[Object pointing dataset rows]
☆ ☆ ☆ ☆
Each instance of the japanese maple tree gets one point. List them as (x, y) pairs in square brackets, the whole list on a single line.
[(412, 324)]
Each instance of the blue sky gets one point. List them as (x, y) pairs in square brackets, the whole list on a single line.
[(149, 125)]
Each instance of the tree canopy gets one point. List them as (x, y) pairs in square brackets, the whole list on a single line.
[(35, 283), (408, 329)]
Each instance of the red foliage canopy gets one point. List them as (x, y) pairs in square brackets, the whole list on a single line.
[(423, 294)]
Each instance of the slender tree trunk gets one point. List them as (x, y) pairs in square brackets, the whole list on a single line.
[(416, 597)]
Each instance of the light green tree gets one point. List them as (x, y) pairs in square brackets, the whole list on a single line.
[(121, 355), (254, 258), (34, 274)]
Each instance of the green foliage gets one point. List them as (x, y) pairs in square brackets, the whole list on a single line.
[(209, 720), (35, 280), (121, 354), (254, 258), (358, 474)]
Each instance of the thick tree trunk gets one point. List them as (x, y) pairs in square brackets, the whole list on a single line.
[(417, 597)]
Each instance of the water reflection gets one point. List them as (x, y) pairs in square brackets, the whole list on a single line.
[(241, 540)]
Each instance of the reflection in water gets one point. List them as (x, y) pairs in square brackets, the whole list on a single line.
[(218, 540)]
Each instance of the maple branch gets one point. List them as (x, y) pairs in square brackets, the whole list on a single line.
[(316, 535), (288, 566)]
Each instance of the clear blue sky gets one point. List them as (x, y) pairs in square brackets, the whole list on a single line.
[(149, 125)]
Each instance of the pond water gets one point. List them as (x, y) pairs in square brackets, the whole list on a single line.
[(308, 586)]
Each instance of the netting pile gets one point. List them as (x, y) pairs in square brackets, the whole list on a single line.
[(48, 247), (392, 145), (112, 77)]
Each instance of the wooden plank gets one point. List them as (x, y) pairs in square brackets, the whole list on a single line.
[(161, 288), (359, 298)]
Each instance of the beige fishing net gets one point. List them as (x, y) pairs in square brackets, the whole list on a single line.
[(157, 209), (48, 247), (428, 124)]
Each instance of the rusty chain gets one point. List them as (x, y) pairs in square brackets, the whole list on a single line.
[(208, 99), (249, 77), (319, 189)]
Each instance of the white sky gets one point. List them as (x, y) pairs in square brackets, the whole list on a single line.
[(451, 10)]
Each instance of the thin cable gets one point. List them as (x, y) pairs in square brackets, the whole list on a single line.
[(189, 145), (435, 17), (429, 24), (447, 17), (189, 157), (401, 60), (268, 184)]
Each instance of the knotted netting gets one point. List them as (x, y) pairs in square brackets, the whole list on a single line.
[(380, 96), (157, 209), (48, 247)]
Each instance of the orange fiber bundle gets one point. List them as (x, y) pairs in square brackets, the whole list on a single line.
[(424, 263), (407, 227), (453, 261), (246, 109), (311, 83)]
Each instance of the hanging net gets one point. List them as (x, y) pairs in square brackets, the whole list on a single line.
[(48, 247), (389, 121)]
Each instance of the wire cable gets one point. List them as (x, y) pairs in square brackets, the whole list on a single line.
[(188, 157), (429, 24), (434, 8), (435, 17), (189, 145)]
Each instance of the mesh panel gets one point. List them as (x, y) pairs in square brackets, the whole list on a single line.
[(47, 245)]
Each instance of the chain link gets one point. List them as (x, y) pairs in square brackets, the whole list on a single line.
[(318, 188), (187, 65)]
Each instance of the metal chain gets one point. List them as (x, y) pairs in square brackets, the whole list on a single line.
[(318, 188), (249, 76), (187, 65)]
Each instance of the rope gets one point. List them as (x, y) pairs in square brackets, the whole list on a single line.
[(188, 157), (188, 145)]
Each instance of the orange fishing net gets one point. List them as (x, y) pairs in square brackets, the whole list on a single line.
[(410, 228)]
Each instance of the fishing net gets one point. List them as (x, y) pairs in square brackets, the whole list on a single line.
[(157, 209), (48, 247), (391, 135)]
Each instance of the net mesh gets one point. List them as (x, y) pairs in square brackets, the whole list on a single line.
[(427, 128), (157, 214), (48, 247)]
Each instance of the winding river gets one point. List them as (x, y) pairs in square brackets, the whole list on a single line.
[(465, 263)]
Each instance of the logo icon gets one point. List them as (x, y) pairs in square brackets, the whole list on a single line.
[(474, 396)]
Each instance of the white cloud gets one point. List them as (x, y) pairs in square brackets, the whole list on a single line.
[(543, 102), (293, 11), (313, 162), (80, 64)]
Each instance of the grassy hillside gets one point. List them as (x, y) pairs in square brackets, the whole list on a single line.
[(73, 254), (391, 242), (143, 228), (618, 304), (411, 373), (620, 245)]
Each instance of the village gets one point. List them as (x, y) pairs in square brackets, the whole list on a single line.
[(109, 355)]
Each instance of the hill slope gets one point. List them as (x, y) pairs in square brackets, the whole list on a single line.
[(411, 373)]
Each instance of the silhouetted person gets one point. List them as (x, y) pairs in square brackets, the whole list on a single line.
☆ ☆ ☆ ☆
TO BE DONE ::
Transcribe the material exactly as it reads.

FINAL RESULT ::
Each instance of the japanese maple tree gets one point. List them as (x, y) pairs in square brackets, the whole list on a single line.
[(412, 324)]
Each instance of the blue sky gets one point. List them as (x, y) pairs in square brackets, the whole list on a single line.
[(149, 125)]
Each instance of the tree canopy gets one point. List them as (x, y) pairs in square brackets, the whole list on a single line.
[(35, 283), (408, 329)]
Each instance of the red foliage canopy gets one point. List them as (x, y) pairs in square brackets, the whole list on a single line.
[(423, 294)]
Each instance of the slender tree trunk gets one point. List them as (x, y) pairs in square brackets, the whole list on a single line.
[(416, 597)]
Each instance of the light green tree gets one point. List them as (x, y) pairs in square brackets, the whole list on a single line.
[(121, 355), (254, 258), (34, 274)]
Each instance of the green foliage gets one point. List them as (x, y) pairs in square brackets, the whole list on a single line.
[(209, 720), (35, 280), (121, 354), (254, 258), (358, 474)]
Each instance of the thick tree trunk gets one point. List them as (x, y) pairs in square brackets, the whole list on a single line.
[(417, 597)]
Each instance of the water reflection gets one point. List them as (x, y) pairs in square brackets, the whole list on a single line.
[(241, 540)]
Each instance of the reflection in water gets one point. List them as (x, y) pairs in square brackets, the whole list on a single line.
[(218, 540)]
Each instance of the maple branch gets one point. List them as (x, y) pairs in square brackets, the whole list on a single line.
[(316, 535), (288, 566)]
Each instance of the clear blue sky gets one point. List them as (x, y) pairs in square brackets, the whole list on a single line.
[(149, 125)]
Each instance of the pond water gets one point. List them as (x, y) pairs in square brackets, the whole list on a single line.
[(308, 586)]
Each instance of the netting pile gets one point. List them as (x, y) pairs in square brackets, the whole list on a single line.
[(48, 247), (392, 145), (112, 77)]
Each instance of the wooden plank gets one point. List them as (x, y) pairs in square brackets, the whole list on a single line.
[(161, 288), (359, 298)]
Each instance of the beige fishing net gets one point. List them as (x, y) pairs in square brackets, the whole list on a single line.
[(157, 209), (48, 247), (428, 124)]
Each instance of the rusty chain gets one point. List them as (x, y) pairs in square brackets, the whole list on a single line.
[(208, 99), (249, 77), (319, 189)]
Each instance of the white sky gets one point. List them as (x, y) pairs in square brackets, the whole list on a single line.
[(451, 10)]
Each instance of the thin cable gets one point. List them as (x, y) pairs in square brackets, the whole list on a single line.
[(189, 145), (435, 17), (429, 24), (447, 17), (189, 157), (401, 60), (268, 184)]
Each instance of the knotted netting gets one point. List them as (x, y) pairs in square brackets, the whole list on a single line.
[(380, 96), (157, 209), (48, 247)]
Each instance of the orange fiber bundle gets one point. List them as (x, y) pairs in square brackets, the whole list on a single line.
[(424, 263), (407, 227), (453, 261), (246, 109), (311, 83)]
Each instance of the hanging net gets one point. List them as (x, y) pairs in square brackets, the whole list on a single line.
[(48, 247), (389, 121)]
Each instance of the wire cable gets one point. List them as (x, y) pairs in square brackets, the whole list on a single line.
[(188, 157), (429, 24), (434, 8), (435, 17), (189, 145)]
Each instance of the mesh panel gets one point. List them as (x, y) pairs in square brackets, the whole list on a single line.
[(47, 245)]
Each instance of the chain link gets one point. List them as (x, y) pairs in square brackets, the whole list on a single line.
[(318, 188), (187, 65)]
Each instance of the metal chain gets one point. List them as (x, y) pairs in square brackets, the whole list on a single line.
[(318, 188), (249, 76), (187, 65)]
Each instance of the rope gets one point. List them as (x, y) pairs in square brackets, the whole list on a single line.
[(188, 157), (188, 145)]
Each instance of the orange fishing net gets one point. List them as (x, y) pairs in square brackets, the whole list on a single line.
[(410, 228)]
Each instance of the fishing net gets one point. List them as (x, y) pairs in square brackets, the whole list on a single line.
[(157, 209), (48, 247), (391, 135)]
Each instance of the net mesh gets one point. List them as (x, y) pairs in square brackets, the whole list on a single line.
[(427, 128), (157, 214), (48, 247)]
Each instance of the winding river gets one point. List them as (x, y) pairs in square brackets, the whole list on a single line.
[(465, 263)]
Each instance of the logo icon gets one point. List them as (x, y) pairs in square brackets, the whole list on a single line.
[(474, 396)]
Each instance of the white cloud gets one point. List them as (x, y) pairs in square brackets, the whole list on a single line.
[(543, 102), (293, 11), (313, 162), (80, 64)]
Each instance of the grassy hillside gets one point. List them as (x, y) pairs in square brackets, the whole list on a single line.
[(73, 254), (391, 242), (143, 228), (618, 304), (411, 373), (620, 245)]
Each instance of the village gets one point. List them as (x, y) pairs in square brackets, the whole list on a single line.
[(109, 355)]
Each instance of the hill slope gets one point. List them as (x, y) pairs in square brackets, the whole list on a single line.
[(411, 373)]
Each instance of the silhouetted person gets one point. List them as (x, y) pairs in square brackets, the whole list on a single line.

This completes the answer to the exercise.